[Data excerpts]
════════════════════

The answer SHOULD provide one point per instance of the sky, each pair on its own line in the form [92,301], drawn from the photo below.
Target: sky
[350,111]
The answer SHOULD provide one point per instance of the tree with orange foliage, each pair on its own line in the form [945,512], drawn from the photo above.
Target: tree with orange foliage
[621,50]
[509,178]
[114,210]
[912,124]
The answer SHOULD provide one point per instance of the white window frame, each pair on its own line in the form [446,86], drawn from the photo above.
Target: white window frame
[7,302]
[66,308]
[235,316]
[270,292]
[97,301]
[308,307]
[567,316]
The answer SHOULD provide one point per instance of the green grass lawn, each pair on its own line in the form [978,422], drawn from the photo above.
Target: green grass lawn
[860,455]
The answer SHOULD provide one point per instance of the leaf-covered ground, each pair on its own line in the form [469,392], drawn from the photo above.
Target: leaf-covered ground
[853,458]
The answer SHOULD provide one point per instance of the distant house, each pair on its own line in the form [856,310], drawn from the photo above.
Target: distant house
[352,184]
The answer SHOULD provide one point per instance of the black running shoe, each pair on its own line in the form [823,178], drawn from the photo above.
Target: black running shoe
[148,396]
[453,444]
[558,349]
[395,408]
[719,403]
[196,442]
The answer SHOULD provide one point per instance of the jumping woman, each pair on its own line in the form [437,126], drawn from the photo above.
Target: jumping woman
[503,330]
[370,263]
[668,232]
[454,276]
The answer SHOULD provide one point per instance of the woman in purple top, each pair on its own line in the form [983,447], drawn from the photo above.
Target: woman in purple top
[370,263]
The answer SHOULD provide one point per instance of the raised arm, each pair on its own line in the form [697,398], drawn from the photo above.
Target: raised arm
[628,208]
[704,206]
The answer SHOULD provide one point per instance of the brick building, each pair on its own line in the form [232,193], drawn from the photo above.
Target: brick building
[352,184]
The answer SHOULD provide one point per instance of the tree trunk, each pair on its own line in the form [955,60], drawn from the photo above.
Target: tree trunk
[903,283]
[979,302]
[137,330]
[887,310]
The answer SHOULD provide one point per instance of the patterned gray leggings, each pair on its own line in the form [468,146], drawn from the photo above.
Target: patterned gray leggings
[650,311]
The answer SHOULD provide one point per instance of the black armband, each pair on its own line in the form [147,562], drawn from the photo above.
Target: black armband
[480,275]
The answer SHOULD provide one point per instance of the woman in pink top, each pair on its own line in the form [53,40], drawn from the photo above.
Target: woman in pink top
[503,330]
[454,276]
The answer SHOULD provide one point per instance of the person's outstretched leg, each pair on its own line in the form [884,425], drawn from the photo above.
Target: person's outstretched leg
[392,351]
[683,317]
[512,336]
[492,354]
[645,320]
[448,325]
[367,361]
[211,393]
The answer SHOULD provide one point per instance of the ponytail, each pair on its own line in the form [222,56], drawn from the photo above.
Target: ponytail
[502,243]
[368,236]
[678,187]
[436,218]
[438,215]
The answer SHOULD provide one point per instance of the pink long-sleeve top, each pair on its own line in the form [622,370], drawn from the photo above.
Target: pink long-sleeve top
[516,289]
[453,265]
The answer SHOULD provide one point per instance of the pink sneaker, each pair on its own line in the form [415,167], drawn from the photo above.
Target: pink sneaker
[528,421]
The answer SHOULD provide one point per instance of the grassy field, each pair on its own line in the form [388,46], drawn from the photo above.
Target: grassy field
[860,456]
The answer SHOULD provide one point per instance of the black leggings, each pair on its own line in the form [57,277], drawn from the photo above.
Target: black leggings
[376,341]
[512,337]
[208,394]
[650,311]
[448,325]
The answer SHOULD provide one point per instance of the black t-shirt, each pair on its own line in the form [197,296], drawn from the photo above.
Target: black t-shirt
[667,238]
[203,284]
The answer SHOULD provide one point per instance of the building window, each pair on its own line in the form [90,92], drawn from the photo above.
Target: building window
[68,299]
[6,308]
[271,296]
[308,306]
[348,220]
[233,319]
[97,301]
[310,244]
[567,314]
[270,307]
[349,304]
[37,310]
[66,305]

════════════════════

TASK PROMPT - Starting with the first entry and ending with the last, give all of them again unchanged.

RESPONSE AREA -
The answer SHOULD provide one point per instance of the sky, each pair on its own line in the form [92,301], drawn from the photo below.
Target: sky
[350,111]
The answer SHOULD provide one point per instance of the tree with orange foliage, each pair on its own line in the form [945,512], drawn from the photo above.
Target: tree with orange foliage
[621,50]
[509,178]
[114,210]
[912,124]
The answer SHOULD provide one point per instance of the white window frame, each pair on its own line in the form [446,86], drawn from the photo above.
Target: white window frame
[7,302]
[66,308]
[235,316]
[270,292]
[97,301]
[308,307]
[567,316]
The answer SHOULD provide one point per instance of the green grass lawn, each pair on its own line in the form [978,422], drawn from the photo above.
Target: green grass lawn
[860,455]
The answer SHOULD provide one point per instance of the leaf-covered ground, each pair on its own line in the form [469,392], drawn from the photo above.
Target: leaf-covered ground
[853,458]
The answer SHOULD provide one point per instance of the distant house, each pair on its own line in the form [856,310], drawn from the photo above.
Target: distant house
[352,184]
The answer SHOULD provide one point per instance of the black running shoe, each pair on its own line in the form [823,178], drawn from the photo above.
Target: black running shoe
[148,396]
[453,444]
[558,349]
[395,408]
[719,403]
[196,442]
The answer SHOULD provide one point per instance of the jumping woman, each pair on its own line in the form [437,126], drawn from the photo above.
Target: jumping woman
[503,330]
[370,263]
[668,232]
[454,276]
The answer SHOULD provide one point per instance of the woman in purple top, each pair on its own line in the form [983,447], drawn from the photo above.
Target: woman in purple top
[370,263]
The answer SHOULD provide one point per instance of the raised arm, each pair on its own line in the form [697,398], drawn from the photo above.
Target: raised arm
[628,208]
[704,206]
The answer SHOULD provide one point per instance of the brick building, each pair on its own line in the form [232,193], drawn from the photo above.
Target: brick building
[352,184]
The answer SHOULD provide one point per instance of the tree trunk, each pair on its own line in the form [955,60], drawn from the photo above.
Target: tree trunk
[903,283]
[979,302]
[137,330]
[887,310]
The answer SHOULD provide one point per instance of the patterned gray leggings, each pair on its own line in the form [468,146], drawn from the photo above.
Target: patterned gray leggings
[650,311]
The answer SHOULD provide one point per instance of the black armband, each pair on its own line in the form [147,562], drawn from the photo above.
Target: black armband
[480,275]
The answer SHOULD provide one point per instance of the woman in pink top, each pair on its own line in the form [53,40], drawn from the photo above.
Target: woman in pink top
[503,330]
[454,276]
The answer SHOULD provide one point per instance of the person's outstretched leg, each pair on its own line in the form [884,425], drawn from the photo above.
Target: person's outstretched leg
[392,351]
[683,317]
[512,336]
[492,354]
[645,320]
[448,325]
[367,361]
[211,393]
The answer SHOULD provide one point per instance of the ponytail, each pair on its own line in the form [222,56], drawn from the photo above.
Target: ponytail
[502,243]
[368,236]
[678,187]
[436,218]
[438,215]
The answer SHOULD provide one point per instance of the pink long-sleeve top, each pair on its own line in the form [622,370], drawn from the photo above.
Target: pink long-sleeve top
[516,289]
[453,265]
The answer SHOULD provide one point per instance of the pink sneaker, each pair on its own line in the form [415,167], drawn from the photo above.
Target: pink sneaker
[528,421]
The answer SHOULD provide one point per instance of the grassy field, each pair on its own line in the form [388,46], drawn from the photo above.
Target: grassy field
[860,456]
The answer SHOULD provide one point per instance of the black leggings, each pair on its own line in the form [57,277], drawn from the photo above.
Target: black leggings
[376,341]
[512,337]
[208,394]
[650,311]
[448,325]
The answer SHOULD provide one point per instance of the black t-shirt, each pair on its own line in the form [197,296], drawn from the photo above.
Target: black t-shirt
[667,238]
[203,284]
The answer SHOULD provide one point per instance of the building window, each pair on its own line in the form [90,92], drawn from the photo above.
Target: building window
[68,299]
[6,308]
[271,296]
[308,306]
[348,220]
[233,319]
[97,301]
[310,244]
[567,314]
[270,307]
[349,304]
[37,310]
[66,305]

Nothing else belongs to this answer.